- Page extract
==========
Academic journal article William and Mary Law Review

Katz Cradle: Holding on to Fourth Amendment Parity in an Age of Evolving Electronic Communication

Academic journal article William and Mary Law Review

Katz Cradle: Holding on to Fourth Amendment Parity in an Age of Evolving Electronic Communication

Article excerpt

TABLE OF CONTENTS

INTRODUCTION

I. THE FOUNDATIONS OF CONTEMPORARY FOURTH
   AMENDMENT ANALYSIS
   A. Communication at the Founding: Ex Parte
      Jackson and the Protection Afforded to Letters
   B. Communication Evolves: Embracing the Telephone in
      Katz and Justice Harlan's Reasonable
      Expectation of Privacy
   C. Contents in Context: Business Records and the
      Third-Party Doctrine

II. CONGRESS INTERVENES: THE ELECTRONIC
   COMMUNICATIONS PROTECTION ACT
   A. The Federal Wiretap Act
   B. The Stored Communication Act

III. RESTORING PARITY: A TECHNOLOGY-NEUTRAL
   APPROACH FOR ELECTRONIC COMMUNICATIONS IN
   ACCORDANCE WITH KATZ, MILLER, AND SMITH
   A. The Transactional Relevance Test:
      A Technology-Neutral Definition for Noncontent
   B. Assigning Protections Under the Transactional
      Relevance Test

CONCLUSION

INTRODUCTION

   The greatest dangers to liberty lurk in insidious encroachment by
   men of zeal, well-meaning but without understanding. (1)
==========
(Location identification entries)

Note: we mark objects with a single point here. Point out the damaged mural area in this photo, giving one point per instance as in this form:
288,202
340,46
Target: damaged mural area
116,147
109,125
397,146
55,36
==========
- Prompt
From the law review excerpt, write out word for word the passage that begins at the words "III. RESTORING PARITY: A" and stops after "without understanding. (1)".

- Exercise solution
III. RESTORING PARITY: A TECHNOLOGY-NEUTRAL
   APPROACH FOR ELECTRONIC COMMUNICATIONS IN
   ACCORDANCE WITH KATZ, MILLER, AND SMITH
   A. The Transactional Relevance Test:
      A Technology-Neutral Definition for Noncontent
   B. Assigning Protections Under the Transactional
      Relevance Test

CONCLUSION

INTRODUCTION

   The greatest dangers to liberty lurk in insidious encroachment by
   men of zeal, well-meaning but without understanding. (1)